[Opening SOURCE EXTRACT section]

Liquidity needs are met primarily through cash generated from operations, including the sale of vehicles, service and
parts to dealers, distributors and other consumers worldwide.
The operating cash management, main funding operations and liquidity investment of the Group, excluding FCA
US, are centrally coordinated by dedicated treasury companies with the objective of ensuring effective and efficient
management of the Group’s funds. The companies raise capital in the financial markets through various funding
sources. See Overview—Industry Overview—Financial Services.
FCA US continues to manage its liquidity independently from the rest of the Group. Intercompany financing from FCA
US to other Group entities is not restricted other than through the application of covenants requiring that transactions
with related parties be conducted at arm’s length terms or be approved by a majority of the “disinterested” members
of the Board of Directors of FCA US. In addition, certain of FCA US’s financing agreements place restrictions on the
distributions which it is permitted to make. In particular, dividend distributions, other than certain exceptions including
certain permitted distributions and distributions with respect to taxes, are generally limited to an amount not to exceed
50.0 percent of cumulative consolidated net income (as defined in the agreements) from January 1, 2012.

[Closing SOURCE EXTRACT section]

### TO-DO ITEM A
In the liquidity passage, what limit generally applies to FCA US dividend distributions?
### TO-DO ITEM B
Please list every function that, according to the liquidity passage, the dedicated treasury companies centrally coordinate for the Group outside FCA US.
The records are separate material, unrelated to the liquidity passage.

[Opening RECORD EXTRACTS section]

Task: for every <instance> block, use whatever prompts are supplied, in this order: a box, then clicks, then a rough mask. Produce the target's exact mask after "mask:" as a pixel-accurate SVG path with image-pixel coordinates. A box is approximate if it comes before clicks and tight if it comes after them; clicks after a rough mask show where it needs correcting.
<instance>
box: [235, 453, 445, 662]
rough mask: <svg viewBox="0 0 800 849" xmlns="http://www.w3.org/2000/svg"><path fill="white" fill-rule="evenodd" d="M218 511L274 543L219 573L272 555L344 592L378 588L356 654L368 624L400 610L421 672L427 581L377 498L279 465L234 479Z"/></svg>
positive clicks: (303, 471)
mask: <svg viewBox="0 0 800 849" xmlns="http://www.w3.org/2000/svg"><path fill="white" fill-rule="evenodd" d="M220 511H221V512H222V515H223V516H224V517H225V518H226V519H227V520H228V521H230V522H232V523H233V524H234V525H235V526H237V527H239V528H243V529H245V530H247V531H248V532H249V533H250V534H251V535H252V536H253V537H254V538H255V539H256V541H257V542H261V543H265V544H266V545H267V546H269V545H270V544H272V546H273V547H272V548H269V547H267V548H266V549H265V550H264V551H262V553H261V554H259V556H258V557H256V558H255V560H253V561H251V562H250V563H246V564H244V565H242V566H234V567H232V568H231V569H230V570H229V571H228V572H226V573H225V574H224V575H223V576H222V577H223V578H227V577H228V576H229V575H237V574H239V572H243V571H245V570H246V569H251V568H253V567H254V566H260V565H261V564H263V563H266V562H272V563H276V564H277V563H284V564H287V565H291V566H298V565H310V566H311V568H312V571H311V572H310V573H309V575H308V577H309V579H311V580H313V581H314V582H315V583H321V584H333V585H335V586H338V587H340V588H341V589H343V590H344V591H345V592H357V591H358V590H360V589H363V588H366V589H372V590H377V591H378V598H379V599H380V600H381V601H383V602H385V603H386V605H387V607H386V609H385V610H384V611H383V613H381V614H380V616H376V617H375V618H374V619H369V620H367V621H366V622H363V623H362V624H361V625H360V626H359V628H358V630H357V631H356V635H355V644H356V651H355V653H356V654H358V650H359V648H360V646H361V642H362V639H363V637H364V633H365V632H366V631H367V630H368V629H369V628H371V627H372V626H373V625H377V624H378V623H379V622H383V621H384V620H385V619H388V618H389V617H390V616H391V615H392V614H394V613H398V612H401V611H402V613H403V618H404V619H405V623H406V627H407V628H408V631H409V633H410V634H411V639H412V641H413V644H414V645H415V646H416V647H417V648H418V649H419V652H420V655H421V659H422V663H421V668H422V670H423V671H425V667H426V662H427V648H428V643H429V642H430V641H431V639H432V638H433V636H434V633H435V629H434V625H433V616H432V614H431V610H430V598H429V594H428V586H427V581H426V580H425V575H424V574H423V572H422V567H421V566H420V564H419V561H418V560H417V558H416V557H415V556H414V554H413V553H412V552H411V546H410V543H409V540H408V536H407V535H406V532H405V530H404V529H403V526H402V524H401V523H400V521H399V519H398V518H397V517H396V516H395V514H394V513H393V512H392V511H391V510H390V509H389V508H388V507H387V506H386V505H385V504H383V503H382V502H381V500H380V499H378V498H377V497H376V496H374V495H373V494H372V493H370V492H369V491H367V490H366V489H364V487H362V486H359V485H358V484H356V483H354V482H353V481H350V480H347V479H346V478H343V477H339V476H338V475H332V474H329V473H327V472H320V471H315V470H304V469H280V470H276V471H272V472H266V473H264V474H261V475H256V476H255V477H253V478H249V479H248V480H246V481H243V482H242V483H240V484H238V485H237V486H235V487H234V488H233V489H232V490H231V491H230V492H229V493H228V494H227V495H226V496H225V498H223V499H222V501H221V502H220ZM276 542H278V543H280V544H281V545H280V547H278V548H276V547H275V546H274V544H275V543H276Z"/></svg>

[Closing RECORD EXTRACTS section]

### WORKED SOLUTION A
They are generally limited to no more than 50.0 percent of cumulative consolidated net income (as defined in the agreements) from January 1, 2012.

### WORKED SOLUTION B
- Operating cash management
- Main funding operations
- Liquidity investment